* Source material:
- - - - - - -

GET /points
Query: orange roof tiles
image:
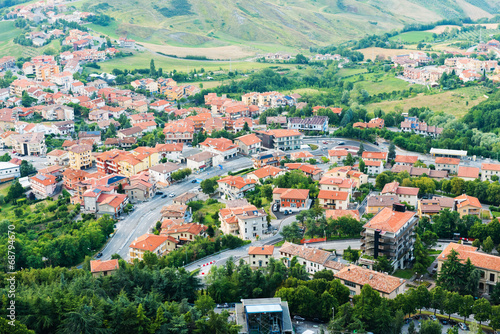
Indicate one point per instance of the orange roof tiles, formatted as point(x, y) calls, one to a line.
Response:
point(333, 195)
point(150, 242)
point(479, 260)
point(468, 172)
point(261, 250)
point(97, 266)
point(447, 161)
point(389, 221)
point(378, 281)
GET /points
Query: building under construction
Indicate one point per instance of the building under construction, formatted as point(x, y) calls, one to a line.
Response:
point(264, 316)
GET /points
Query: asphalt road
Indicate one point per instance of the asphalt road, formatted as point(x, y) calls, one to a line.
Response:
point(146, 214)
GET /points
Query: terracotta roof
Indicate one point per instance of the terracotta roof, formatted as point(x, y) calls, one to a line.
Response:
point(389, 221)
point(292, 193)
point(262, 250)
point(267, 171)
point(378, 281)
point(468, 172)
point(336, 214)
point(408, 159)
point(150, 242)
point(333, 195)
point(447, 161)
point(478, 259)
point(495, 167)
point(464, 200)
point(374, 155)
point(310, 254)
point(97, 266)
point(338, 153)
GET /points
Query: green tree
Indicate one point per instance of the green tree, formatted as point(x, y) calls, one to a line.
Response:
point(383, 264)
point(361, 149)
point(488, 245)
point(430, 327)
point(481, 310)
point(392, 152)
point(362, 166)
point(204, 303)
point(349, 160)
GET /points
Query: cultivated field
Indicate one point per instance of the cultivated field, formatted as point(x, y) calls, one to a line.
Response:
point(450, 102)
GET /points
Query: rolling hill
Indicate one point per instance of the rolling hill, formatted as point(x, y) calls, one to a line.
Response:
point(272, 25)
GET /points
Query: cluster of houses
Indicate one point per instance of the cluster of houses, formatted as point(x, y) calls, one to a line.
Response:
point(416, 65)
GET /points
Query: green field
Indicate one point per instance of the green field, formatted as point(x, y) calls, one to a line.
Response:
point(413, 37)
point(450, 102)
point(142, 60)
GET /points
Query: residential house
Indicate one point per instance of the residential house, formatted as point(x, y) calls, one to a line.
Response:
point(292, 200)
point(80, 156)
point(405, 160)
point(468, 173)
point(408, 195)
point(487, 264)
point(265, 173)
point(156, 244)
point(331, 199)
point(162, 173)
point(200, 160)
point(220, 146)
point(246, 222)
point(467, 205)
point(249, 144)
point(235, 187)
point(490, 170)
point(355, 277)
point(9, 171)
point(447, 164)
point(100, 268)
point(268, 158)
point(29, 144)
point(376, 203)
point(281, 139)
point(43, 185)
point(337, 156)
point(259, 256)
point(390, 233)
point(314, 123)
point(374, 156)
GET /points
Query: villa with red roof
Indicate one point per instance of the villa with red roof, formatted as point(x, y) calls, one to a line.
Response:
point(488, 264)
point(386, 232)
point(405, 194)
point(292, 200)
point(490, 170)
point(103, 268)
point(468, 205)
point(235, 187)
point(249, 144)
point(156, 244)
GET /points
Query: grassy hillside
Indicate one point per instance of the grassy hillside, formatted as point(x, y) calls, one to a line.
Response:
point(265, 25)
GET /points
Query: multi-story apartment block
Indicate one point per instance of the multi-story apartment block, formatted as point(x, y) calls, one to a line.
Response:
point(390, 233)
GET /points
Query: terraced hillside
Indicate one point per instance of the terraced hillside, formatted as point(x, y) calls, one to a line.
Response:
point(277, 25)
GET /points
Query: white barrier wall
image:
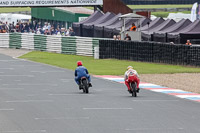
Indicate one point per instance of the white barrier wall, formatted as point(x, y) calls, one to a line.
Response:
point(59, 44)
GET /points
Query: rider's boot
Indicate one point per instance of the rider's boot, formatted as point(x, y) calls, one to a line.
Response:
point(90, 85)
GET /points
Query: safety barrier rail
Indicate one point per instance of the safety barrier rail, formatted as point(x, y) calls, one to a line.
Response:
point(59, 44)
point(150, 52)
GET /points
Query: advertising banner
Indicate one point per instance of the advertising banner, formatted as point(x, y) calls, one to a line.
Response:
point(26, 3)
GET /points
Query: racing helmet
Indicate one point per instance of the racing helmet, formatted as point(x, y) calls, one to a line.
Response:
point(79, 63)
point(129, 67)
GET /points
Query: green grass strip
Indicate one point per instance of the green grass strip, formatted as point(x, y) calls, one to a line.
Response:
point(106, 66)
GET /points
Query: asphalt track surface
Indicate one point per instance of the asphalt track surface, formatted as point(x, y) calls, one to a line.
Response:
point(38, 98)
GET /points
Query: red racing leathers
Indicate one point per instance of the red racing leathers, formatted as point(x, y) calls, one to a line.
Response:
point(131, 76)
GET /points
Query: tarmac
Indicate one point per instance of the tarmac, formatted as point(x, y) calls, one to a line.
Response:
point(39, 98)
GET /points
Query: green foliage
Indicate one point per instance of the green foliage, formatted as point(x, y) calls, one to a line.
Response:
point(13, 9)
point(106, 66)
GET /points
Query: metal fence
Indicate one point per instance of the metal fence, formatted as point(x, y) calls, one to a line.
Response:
point(157, 2)
point(150, 52)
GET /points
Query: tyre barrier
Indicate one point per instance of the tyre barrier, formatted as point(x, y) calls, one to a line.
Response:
point(150, 52)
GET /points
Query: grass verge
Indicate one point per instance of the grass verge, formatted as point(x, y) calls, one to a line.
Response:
point(106, 66)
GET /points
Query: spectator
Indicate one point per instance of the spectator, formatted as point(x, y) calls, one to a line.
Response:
point(127, 38)
point(66, 32)
point(114, 37)
point(188, 42)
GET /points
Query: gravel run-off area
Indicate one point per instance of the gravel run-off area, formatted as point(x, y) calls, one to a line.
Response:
point(183, 81)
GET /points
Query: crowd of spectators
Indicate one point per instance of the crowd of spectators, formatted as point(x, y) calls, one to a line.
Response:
point(36, 28)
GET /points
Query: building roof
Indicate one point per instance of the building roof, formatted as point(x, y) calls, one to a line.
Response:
point(81, 10)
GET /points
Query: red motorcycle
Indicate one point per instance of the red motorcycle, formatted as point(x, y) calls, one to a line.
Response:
point(132, 80)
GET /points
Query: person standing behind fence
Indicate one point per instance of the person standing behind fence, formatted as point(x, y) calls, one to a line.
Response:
point(188, 43)
point(133, 28)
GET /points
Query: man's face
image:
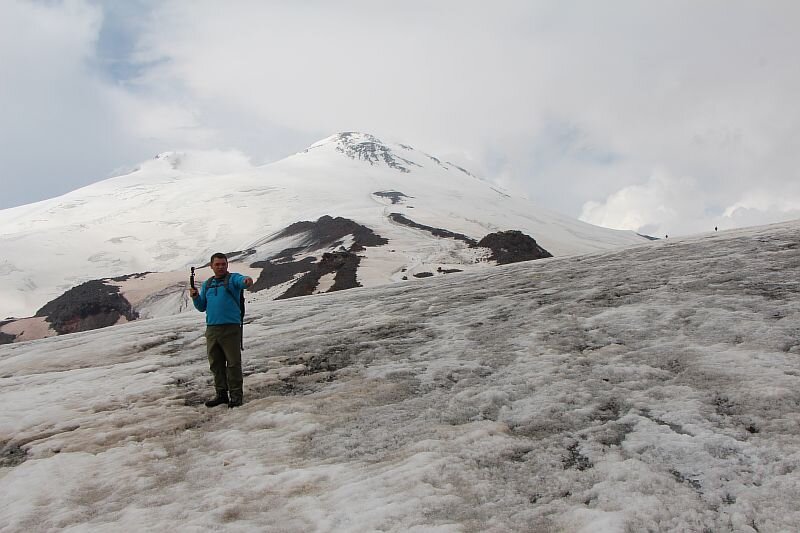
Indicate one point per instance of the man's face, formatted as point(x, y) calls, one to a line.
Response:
point(220, 267)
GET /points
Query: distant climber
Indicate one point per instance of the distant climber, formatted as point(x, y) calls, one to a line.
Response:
point(221, 299)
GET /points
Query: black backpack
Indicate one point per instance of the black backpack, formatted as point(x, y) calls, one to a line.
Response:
point(239, 302)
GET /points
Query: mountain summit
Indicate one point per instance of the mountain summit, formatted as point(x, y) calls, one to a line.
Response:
point(140, 232)
point(368, 148)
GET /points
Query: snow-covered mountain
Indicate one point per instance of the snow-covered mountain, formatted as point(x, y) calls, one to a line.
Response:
point(654, 388)
point(395, 212)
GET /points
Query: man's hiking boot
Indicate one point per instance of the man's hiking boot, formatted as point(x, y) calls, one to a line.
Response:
point(221, 398)
point(235, 401)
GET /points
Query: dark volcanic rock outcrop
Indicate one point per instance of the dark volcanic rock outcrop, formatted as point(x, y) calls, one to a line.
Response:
point(90, 305)
point(512, 247)
point(6, 338)
point(329, 231)
point(344, 264)
point(277, 273)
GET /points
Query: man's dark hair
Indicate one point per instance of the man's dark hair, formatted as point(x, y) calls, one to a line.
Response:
point(218, 255)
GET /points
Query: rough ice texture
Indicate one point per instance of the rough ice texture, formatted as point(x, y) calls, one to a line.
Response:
point(342, 264)
point(329, 231)
point(649, 389)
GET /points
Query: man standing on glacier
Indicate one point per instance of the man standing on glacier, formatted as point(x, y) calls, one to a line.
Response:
point(221, 299)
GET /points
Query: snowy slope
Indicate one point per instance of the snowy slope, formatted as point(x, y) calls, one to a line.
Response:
point(177, 209)
point(654, 388)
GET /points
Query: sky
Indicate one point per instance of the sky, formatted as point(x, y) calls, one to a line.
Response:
point(660, 117)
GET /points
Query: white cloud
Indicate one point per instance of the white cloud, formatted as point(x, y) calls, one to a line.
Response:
point(669, 205)
point(572, 103)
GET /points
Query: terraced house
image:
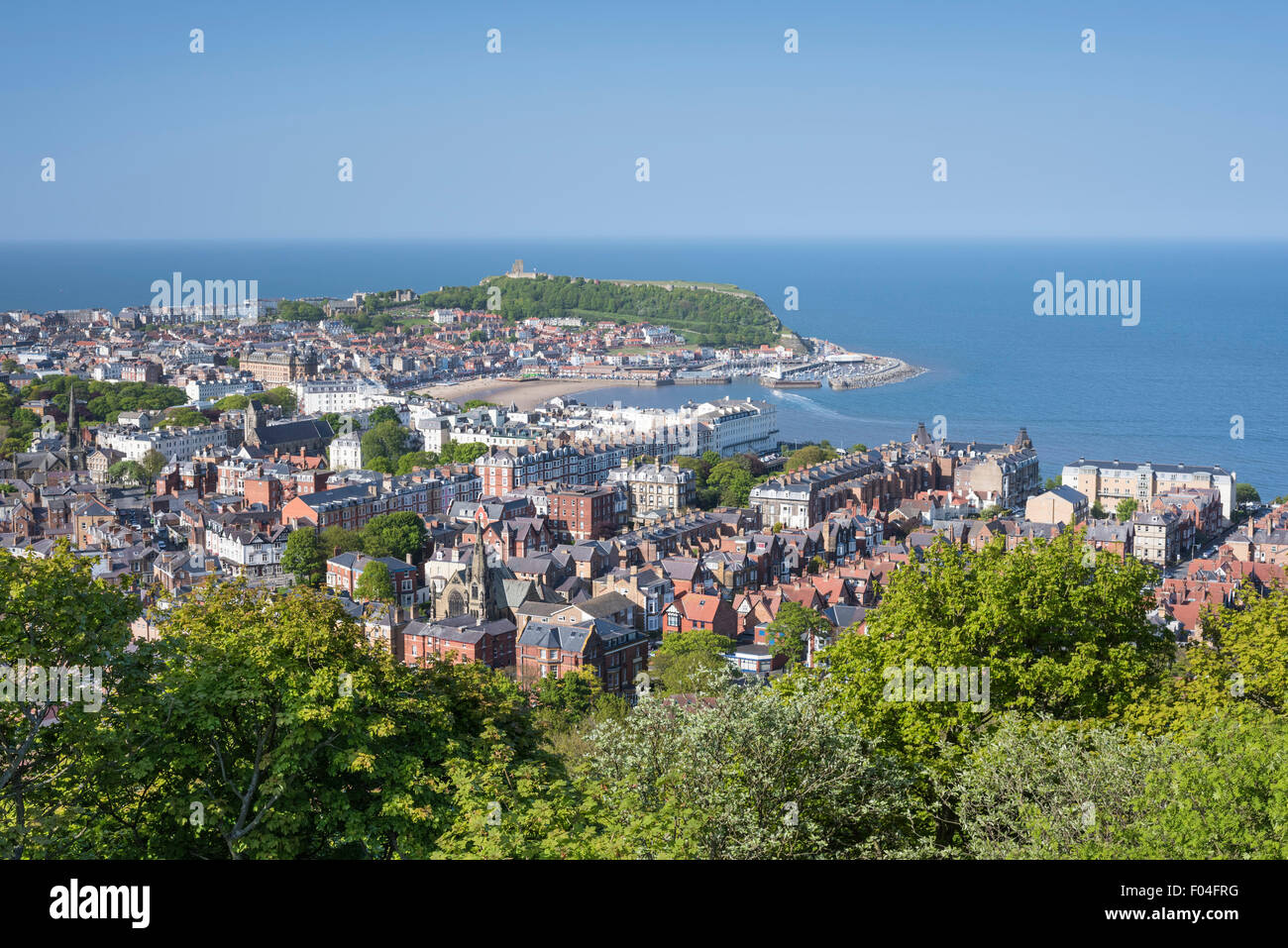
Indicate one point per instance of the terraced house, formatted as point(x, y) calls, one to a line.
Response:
point(1109, 481)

- - - - - - -

* Required action:
Print exactly the lines from the first line of the records above through the line containing "Query: rolling hill", both included, and leave the pictures out.

* Response for this exercise:
GET /points
Query: orange roof tiles
image:
Indicate one point per instance of the orange roof tiles, formatted as point(x, y) calls, one to a line.
Response:
point(333, 195)
point(150, 242)
point(479, 260)
point(468, 172)
point(261, 250)
point(97, 266)
point(447, 161)
point(389, 221)
point(378, 281)
GET /points
Query: building under construction
Indicate one point per instance of the building under construction, formatted as point(x, y) calls, one to a line.
Response:
point(264, 316)
GET /points
Query: asphalt road
Indicate one point per instance of the asphalt road, formatted as point(x, y) calls, one to a line.
Response:
point(146, 214)
GET /points
Query: terracotta roof
Indicate one point per instance of the terracotta roof, formatted as point(x, y) calls, one to a line.
Response:
point(389, 221)
point(292, 193)
point(262, 250)
point(267, 171)
point(378, 281)
point(468, 172)
point(336, 214)
point(408, 159)
point(150, 242)
point(333, 195)
point(447, 161)
point(478, 259)
point(495, 167)
point(464, 200)
point(374, 155)
point(310, 254)
point(97, 266)
point(338, 153)
GET /points
Query: green tree
Indicate one point per instance of the green tree, formatted as point(x, y) calls, one to a line.
Response:
point(383, 264)
point(361, 149)
point(488, 245)
point(430, 327)
point(481, 310)
point(392, 152)
point(362, 166)
point(204, 303)
point(349, 160)
GET /points
Query: cultivated field
Indicate one point per instance of the cultivated field, formatted as point(x, y) calls, one to a line.
Response:
point(450, 102)
GET /points
Query: rolling hill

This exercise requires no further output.